| Objective |
Can you reproduce every one of the lines below exactly, leaving out the picture?

———

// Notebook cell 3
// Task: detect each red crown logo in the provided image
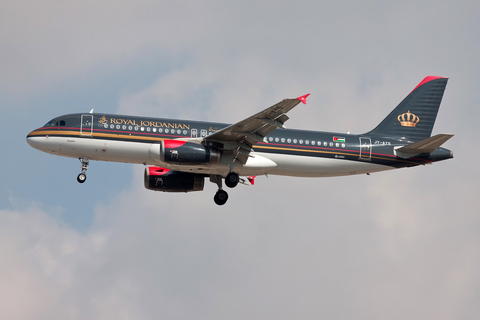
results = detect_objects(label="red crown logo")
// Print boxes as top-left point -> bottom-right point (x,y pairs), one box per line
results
397,110 -> 420,127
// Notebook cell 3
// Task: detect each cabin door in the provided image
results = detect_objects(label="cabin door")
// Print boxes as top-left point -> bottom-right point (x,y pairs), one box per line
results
360,138 -> 372,160
80,114 -> 93,136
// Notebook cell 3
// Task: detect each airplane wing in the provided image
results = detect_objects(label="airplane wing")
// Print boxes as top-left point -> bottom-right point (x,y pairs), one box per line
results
205,94 -> 310,164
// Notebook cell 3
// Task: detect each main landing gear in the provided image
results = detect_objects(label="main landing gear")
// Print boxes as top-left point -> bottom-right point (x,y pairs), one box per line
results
210,171 -> 240,206
77,157 -> 90,183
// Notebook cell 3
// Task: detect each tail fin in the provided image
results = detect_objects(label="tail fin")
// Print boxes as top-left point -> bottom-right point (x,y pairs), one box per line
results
366,76 -> 448,141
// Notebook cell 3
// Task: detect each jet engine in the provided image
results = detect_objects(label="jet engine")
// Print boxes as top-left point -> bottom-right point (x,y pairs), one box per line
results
160,140 -> 221,165
144,167 -> 205,192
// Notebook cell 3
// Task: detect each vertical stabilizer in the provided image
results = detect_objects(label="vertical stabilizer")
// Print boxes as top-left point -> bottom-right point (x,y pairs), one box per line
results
366,76 -> 448,141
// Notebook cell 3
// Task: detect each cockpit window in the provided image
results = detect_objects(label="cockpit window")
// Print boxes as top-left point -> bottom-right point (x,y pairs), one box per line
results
44,119 -> 65,127
45,119 -> 57,127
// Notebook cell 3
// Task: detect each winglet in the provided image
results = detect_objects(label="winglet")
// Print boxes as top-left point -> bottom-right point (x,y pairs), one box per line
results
297,93 -> 310,104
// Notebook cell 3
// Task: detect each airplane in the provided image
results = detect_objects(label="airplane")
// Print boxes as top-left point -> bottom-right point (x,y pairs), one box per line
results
26,76 -> 453,205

———

| Answer |
// Notebook cell 3
// Task: detect each red crown logo in the provided image
results = detect_objects(label="red crown logo")
// Print boxes as top-left point -> bottom-right point (x,y pairs), one box per line
results
397,110 -> 420,127
// Notebook cell 3
// Task: detect each cabin door in the provided image
results = detect_objects(label="cabin door")
// Print boxes as top-left point -> bottom-right point (x,y pairs), one box per line
results
360,138 -> 372,160
80,114 -> 93,136
// Notebook cell 3
// Task: detect each airplane wing in the provided image
results = detect_objects(label="airplane wing")
// Print boxes as top-left point -> bottom-right point (x,y pairs), one box per line
results
205,94 -> 310,164
// Notebook cell 3
// Task: detect each main landing gear in the provided image
results = detect_objects(label="main landing gear")
// Print boxes as top-left point -> bottom-right point (x,y pairs), one box per line
results
210,171 -> 240,206
77,157 -> 90,183
// Notebook cell 3
// Task: detect each tail fin in the provided image
results = detect_objects(label="tail fin")
// Print boxes as top-left point -> bottom-right point (x,y pairs), one box per line
results
366,76 -> 448,141
// Notebook cell 3
// Task: detect each jet engine in the provided image
results = detect_objects(label="jet engine")
// Print boxes as top-left point -> bottom-right point (x,y pairs), one box per line
results
160,140 -> 221,165
144,167 -> 205,192
// Notebook cell 3
// Task: detect each vertical stabilizer in the provided image
results = detect_objects(label="vertical stabilizer")
// Print boxes as top-left point -> bottom-right point (x,y pairs), one box per line
results
366,76 -> 448,141
// Notebook cell 3
// Task: detect each cockpit window in the provided image
results = detect_objects(label="cockpit window")
// Print boxes as top-left point -> bottom-right point (x,y pairs), one box per line
results
44,119 -> 65,127
45,119 -> 57,127
// Notebook cell 3
// Task: detect each winglet in the provided image
results = detect_objects(label="winglet")
// Print boxes as top-left point -> bottom-right point (x,y pairs), one box per line
results
297,93 -> 310,104
// Notebook cell 3
// Task: detect each airplane in the provided image
results = detect_objects(label="airplane")
// Print boxes as top-left point -> bottom-right point (x,y pairs), one box per line
results
26,76 -> 453,205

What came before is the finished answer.